RECORDS TO USE:

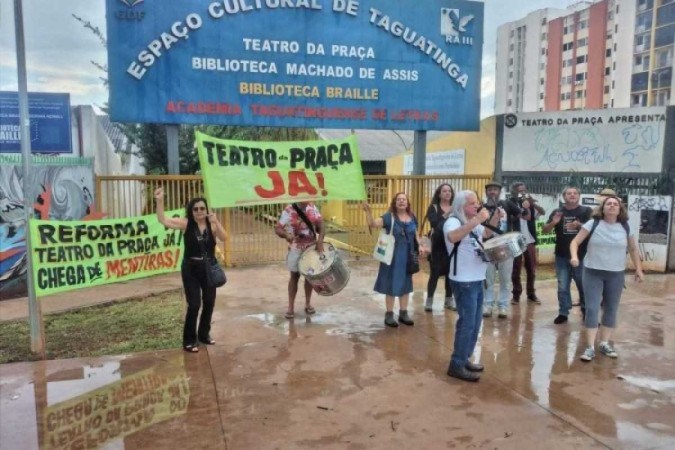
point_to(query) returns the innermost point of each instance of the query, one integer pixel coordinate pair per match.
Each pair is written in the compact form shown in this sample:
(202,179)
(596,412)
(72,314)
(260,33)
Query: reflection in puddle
(649,383)
(107,414)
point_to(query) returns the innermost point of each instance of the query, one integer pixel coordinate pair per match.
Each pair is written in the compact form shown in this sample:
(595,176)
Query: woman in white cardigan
(603,273)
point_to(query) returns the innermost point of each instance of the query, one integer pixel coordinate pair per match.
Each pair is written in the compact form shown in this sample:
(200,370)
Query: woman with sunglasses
(603,271)
(393,280)
(200,229)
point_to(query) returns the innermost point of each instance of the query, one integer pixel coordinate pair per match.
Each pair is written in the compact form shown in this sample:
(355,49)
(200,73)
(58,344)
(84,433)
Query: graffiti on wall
(59,192)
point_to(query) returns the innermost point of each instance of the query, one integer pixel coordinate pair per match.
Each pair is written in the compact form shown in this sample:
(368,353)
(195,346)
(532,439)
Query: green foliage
(151,323)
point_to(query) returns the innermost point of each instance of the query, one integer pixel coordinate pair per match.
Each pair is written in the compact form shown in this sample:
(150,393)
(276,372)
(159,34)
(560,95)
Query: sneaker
(404,318)
(560,319)
(389,320)
(588,354)
(608,350)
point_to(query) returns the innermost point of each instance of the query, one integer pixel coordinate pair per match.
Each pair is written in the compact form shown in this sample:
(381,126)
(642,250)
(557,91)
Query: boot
(389,319)
(404,318)
(463,373)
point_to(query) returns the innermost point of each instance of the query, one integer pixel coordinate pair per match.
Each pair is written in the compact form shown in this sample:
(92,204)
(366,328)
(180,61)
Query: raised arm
(372,223)
(458,234)
(635,257)
(175,223)
(217,227)
(574,246)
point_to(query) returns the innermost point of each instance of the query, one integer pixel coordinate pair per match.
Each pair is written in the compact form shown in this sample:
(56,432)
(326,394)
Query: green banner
(544,240)
(74,254)
(238,173)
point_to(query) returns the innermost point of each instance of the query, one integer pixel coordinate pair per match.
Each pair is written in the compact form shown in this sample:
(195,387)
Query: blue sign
(368,64)
(49,116)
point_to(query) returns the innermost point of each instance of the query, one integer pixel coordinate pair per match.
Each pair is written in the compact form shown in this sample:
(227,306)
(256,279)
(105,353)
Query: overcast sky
(59,50)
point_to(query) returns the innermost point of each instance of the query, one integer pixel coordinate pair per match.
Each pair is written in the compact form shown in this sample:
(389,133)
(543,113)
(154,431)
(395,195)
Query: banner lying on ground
(367,64)
(74,254)
(239,173)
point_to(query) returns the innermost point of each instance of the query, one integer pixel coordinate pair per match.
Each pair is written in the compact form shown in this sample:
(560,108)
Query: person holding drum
(439,210)
(567,221)
(200,229)
(464,240)
(302,226)
(508,212)
(394,280)
(526,224)
(603,273)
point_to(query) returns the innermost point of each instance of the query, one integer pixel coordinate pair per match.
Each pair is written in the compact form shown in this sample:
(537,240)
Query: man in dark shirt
(567,221)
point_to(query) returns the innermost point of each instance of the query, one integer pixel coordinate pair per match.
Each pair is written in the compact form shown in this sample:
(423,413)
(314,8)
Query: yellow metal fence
(251,238)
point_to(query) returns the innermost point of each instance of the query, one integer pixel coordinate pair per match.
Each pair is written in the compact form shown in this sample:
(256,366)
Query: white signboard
(449,162)
(607,140)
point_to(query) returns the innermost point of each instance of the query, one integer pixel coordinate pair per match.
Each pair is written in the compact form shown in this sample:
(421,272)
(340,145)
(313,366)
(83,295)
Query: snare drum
(326,272)
(505,246)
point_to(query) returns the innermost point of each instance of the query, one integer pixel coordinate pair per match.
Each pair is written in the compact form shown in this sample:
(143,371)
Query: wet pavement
(339,379)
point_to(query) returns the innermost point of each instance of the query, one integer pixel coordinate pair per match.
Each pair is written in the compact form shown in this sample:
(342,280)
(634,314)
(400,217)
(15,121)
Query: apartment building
(592,55)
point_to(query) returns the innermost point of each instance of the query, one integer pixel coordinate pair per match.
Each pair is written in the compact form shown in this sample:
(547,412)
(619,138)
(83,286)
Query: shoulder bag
(384,248)
(215,276)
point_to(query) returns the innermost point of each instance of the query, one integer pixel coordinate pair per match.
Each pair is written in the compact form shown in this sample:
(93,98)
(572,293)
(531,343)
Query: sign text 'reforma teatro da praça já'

TASK INSTRUCTIONS: How many lines in the entries above contain the word "banner"? Reply with the number only.

RESPONSE TO THE EXERCISE: 2